How would Mallard know what people want?

In a column at Stuff Trevor Mallard talks as if he knows “what we want”, but he doesn’t even seem to know what he wants, apart from dissing an opponent.

Trevor Mallard: Flag issue about PM’s ego, not what Kiwis want

When it comes to a brand spanking new flag, I started the parliamentary process with an open mind.

I don’t remember that bit. He must have closed his mind quite quickly.

The time for change will come I thought. But the middle of the commemoration of World War 1 is not the time.

if you don’t want something to happen you can think of many reasons why now isn’t a good time.

John Key has written that seeing the silver fern at the Bledisloe Cup  game confirmed to him that New Zealand needs a new flag. I watched that game, too.

But something else occurred to me looking around the packed stadium of 50,000 people: you would need three stadia that size to hold all the people who are out of work under National.

That’s why so many New Zealanders are angry about Mr Key’s flag project. There are a lot of serious issues facing New Zealand but the Prime Minister is fiddling about with the flag like he has nothing else to do.

This multi stadia vision of Mallard’s must be quite new. When he was in the Labour Cabinet his responsibilities included Minister for Sport and Recreation, Minister for the America’s Cup and later Associate Minister of Finance. Financie and sporting events must have been a different priority then.

- - -

● Given problem A: Find every line in the records that contains the string "grey", matching case exactly, and copy each of those lines.
The records that come next have no connection to the post above.

[Stored entries]
- - -

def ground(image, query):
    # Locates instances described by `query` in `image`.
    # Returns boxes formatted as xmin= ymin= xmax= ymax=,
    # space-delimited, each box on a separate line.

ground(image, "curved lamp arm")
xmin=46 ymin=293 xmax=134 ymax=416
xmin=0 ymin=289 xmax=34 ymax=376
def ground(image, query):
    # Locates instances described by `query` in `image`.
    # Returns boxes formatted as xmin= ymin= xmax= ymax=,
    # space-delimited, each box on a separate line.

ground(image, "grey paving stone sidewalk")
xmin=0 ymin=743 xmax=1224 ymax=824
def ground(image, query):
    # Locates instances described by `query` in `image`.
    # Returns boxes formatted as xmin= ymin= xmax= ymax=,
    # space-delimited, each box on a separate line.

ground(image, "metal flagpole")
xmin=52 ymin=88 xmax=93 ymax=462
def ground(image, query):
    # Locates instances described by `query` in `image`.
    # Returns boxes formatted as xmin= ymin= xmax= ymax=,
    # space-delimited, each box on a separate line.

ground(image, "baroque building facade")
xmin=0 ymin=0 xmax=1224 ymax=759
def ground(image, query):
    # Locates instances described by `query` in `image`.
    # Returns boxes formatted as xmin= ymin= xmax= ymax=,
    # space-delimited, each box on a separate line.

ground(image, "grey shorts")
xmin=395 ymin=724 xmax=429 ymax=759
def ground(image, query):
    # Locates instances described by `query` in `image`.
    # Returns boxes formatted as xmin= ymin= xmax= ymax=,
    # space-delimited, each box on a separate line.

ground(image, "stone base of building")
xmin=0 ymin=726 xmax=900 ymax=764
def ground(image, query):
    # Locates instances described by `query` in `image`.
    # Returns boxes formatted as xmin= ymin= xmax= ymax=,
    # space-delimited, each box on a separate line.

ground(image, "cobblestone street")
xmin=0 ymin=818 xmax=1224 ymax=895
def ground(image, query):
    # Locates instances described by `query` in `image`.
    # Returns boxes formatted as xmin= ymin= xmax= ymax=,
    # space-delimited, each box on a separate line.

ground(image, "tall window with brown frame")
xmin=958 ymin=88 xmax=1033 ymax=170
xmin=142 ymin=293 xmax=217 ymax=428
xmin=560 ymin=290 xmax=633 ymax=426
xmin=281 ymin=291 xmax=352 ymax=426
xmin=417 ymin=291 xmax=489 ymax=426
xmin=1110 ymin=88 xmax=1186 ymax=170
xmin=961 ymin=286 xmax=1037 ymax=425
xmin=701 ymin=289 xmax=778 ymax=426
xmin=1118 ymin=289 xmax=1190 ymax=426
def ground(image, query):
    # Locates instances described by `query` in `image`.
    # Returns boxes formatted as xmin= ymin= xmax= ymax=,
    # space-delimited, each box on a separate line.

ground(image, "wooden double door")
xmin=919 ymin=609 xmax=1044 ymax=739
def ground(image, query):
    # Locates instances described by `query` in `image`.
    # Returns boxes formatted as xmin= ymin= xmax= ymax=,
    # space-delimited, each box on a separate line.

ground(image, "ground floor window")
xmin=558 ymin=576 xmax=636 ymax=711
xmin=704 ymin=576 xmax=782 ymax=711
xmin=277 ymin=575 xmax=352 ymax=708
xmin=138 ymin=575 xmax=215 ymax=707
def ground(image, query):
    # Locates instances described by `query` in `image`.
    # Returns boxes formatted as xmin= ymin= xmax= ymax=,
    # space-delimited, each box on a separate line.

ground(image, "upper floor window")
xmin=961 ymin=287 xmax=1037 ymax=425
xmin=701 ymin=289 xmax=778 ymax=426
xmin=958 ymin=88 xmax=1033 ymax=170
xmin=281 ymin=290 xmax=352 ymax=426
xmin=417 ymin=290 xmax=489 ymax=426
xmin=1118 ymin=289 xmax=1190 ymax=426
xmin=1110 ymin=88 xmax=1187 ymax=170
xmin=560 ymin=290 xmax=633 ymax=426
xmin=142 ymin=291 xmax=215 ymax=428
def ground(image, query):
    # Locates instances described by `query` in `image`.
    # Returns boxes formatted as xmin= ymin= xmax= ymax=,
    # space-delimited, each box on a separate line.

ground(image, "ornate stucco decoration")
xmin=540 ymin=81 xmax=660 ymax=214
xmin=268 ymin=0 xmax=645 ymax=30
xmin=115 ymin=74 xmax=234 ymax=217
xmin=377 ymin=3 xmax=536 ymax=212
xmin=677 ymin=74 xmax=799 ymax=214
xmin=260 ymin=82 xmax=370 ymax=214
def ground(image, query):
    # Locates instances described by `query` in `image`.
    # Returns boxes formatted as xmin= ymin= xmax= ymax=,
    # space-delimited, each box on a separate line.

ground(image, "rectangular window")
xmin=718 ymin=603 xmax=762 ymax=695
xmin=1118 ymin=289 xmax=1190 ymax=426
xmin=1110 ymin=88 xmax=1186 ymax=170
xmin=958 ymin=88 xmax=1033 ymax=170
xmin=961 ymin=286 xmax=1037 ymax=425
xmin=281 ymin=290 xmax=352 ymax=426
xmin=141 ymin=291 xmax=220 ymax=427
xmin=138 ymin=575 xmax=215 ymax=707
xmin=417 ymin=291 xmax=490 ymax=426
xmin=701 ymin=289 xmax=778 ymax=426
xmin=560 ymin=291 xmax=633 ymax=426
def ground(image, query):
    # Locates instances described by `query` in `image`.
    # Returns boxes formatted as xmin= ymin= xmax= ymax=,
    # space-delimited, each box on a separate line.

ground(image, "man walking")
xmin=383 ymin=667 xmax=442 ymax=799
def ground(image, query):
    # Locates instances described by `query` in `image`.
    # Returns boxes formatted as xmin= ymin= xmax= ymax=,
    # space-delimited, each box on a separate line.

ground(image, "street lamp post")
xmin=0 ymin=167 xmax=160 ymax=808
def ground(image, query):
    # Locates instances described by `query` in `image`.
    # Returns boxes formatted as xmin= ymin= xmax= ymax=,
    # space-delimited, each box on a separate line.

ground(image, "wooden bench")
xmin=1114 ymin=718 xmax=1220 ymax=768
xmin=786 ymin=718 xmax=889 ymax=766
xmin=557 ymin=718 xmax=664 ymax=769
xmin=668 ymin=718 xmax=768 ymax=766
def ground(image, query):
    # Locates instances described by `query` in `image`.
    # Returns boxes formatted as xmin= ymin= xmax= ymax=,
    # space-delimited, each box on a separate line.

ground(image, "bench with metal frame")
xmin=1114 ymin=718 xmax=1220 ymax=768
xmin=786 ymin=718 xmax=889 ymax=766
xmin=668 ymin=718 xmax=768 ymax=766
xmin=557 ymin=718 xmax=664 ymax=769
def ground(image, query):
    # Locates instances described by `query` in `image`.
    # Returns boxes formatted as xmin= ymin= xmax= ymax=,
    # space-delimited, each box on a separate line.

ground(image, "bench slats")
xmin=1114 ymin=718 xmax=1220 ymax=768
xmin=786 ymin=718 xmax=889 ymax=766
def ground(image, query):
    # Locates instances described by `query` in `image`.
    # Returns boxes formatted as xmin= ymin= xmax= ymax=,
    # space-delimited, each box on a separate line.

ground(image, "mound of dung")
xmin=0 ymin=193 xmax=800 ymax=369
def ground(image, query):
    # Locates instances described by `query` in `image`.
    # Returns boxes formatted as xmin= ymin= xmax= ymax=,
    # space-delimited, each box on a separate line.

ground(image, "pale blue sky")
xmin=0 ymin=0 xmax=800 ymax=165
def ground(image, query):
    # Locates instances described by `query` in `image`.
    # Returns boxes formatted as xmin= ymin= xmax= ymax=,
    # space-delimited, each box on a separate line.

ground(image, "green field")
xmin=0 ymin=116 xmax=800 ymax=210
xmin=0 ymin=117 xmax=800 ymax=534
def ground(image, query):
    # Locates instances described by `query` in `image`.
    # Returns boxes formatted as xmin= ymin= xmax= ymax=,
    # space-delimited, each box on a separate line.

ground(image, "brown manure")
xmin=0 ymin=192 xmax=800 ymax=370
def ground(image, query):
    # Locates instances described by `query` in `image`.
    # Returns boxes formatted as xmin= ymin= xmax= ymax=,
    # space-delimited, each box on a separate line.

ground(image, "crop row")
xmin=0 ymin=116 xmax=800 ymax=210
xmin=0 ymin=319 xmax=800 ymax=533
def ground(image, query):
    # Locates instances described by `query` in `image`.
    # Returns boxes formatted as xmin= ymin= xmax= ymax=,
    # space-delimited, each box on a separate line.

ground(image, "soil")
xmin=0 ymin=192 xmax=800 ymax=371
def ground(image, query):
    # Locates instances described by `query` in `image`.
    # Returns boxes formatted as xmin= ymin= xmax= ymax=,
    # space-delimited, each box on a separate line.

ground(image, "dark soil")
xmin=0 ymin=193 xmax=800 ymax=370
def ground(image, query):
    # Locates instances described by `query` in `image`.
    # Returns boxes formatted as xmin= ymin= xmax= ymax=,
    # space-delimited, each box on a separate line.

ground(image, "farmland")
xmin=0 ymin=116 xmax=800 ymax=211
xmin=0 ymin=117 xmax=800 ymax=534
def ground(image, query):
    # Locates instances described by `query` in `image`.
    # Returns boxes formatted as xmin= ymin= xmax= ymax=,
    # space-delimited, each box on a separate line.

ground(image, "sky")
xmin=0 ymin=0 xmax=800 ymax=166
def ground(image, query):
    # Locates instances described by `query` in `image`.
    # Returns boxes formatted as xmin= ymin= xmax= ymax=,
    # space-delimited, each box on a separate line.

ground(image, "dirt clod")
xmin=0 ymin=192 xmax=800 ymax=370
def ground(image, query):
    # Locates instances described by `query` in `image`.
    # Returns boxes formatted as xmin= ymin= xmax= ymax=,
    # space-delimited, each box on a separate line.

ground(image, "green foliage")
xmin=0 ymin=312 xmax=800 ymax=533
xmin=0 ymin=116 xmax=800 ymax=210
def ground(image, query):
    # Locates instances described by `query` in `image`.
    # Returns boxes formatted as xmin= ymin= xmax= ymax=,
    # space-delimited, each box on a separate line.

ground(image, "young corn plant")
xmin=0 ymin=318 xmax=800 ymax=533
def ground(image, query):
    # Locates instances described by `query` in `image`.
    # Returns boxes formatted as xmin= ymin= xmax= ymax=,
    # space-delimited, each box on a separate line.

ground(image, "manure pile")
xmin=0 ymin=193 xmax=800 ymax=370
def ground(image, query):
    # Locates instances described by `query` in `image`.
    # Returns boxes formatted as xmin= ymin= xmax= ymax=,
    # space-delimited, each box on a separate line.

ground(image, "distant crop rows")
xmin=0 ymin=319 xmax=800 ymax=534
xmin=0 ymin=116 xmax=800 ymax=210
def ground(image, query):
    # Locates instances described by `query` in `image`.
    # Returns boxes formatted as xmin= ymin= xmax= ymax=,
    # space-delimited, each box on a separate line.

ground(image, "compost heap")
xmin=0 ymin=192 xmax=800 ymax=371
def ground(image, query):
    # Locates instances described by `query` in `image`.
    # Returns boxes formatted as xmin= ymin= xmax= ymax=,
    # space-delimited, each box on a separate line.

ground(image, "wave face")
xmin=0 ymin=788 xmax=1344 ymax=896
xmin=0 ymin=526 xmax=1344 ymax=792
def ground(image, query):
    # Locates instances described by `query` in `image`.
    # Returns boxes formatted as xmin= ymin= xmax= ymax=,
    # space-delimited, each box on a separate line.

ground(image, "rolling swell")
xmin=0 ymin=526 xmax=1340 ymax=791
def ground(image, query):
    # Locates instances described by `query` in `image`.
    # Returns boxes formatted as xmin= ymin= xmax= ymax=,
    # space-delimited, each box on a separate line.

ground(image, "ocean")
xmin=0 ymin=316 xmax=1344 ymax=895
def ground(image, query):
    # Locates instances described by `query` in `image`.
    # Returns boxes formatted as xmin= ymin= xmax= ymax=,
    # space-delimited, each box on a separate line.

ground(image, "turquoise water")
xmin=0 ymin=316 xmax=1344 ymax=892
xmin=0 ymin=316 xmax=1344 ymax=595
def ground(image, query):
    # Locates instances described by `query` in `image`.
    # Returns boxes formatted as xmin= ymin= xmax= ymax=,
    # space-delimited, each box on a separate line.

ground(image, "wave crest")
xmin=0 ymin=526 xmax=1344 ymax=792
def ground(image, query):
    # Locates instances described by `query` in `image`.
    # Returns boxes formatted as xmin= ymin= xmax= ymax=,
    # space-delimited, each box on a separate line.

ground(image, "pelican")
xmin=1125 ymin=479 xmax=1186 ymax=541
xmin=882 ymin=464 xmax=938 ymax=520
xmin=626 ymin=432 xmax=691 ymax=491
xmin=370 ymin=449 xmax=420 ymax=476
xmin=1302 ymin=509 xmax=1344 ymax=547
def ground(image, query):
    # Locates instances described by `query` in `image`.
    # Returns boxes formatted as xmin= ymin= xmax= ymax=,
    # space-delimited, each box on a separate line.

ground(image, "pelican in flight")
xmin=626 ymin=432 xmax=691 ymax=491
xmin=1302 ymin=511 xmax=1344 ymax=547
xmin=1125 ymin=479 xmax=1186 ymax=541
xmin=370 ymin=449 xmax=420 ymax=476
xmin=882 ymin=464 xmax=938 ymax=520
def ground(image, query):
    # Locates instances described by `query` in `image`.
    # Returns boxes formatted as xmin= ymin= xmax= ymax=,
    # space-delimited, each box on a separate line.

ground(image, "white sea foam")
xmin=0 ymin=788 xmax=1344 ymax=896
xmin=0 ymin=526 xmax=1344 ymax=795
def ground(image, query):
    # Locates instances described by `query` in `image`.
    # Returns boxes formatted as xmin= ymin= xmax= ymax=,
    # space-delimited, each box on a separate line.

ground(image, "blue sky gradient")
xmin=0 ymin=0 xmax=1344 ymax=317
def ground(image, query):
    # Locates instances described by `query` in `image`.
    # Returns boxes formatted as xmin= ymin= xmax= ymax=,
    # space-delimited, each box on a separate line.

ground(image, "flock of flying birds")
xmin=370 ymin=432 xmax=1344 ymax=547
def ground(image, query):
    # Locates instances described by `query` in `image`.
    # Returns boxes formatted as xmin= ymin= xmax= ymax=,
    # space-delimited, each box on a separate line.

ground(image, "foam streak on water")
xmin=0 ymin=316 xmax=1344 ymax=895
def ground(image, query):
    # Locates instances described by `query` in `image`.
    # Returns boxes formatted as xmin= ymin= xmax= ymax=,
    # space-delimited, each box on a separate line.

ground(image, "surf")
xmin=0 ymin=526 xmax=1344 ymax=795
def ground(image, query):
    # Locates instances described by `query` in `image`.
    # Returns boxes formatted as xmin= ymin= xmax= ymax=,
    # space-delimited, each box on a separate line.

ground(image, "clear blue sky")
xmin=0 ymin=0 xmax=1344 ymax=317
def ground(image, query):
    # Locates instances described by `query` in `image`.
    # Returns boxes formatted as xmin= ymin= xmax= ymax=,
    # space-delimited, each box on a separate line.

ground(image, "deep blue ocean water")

- - -

● Given problem B: In the post, why does Mallard say so many New Zealanders are angry about the Prime Minister's flag project?

● Task answer A:
ground(image, "grey paving stone sidewalk")
ground(image, "grey shorts")

● Task answer B: Mallard says New Zealand faces many serious issues, such as unemployment: it would take three 50,000-seat stadia to hold everyone out of work under National. Meanwhile the Prime Minister fiddles with the flag as if he had nothing else to do.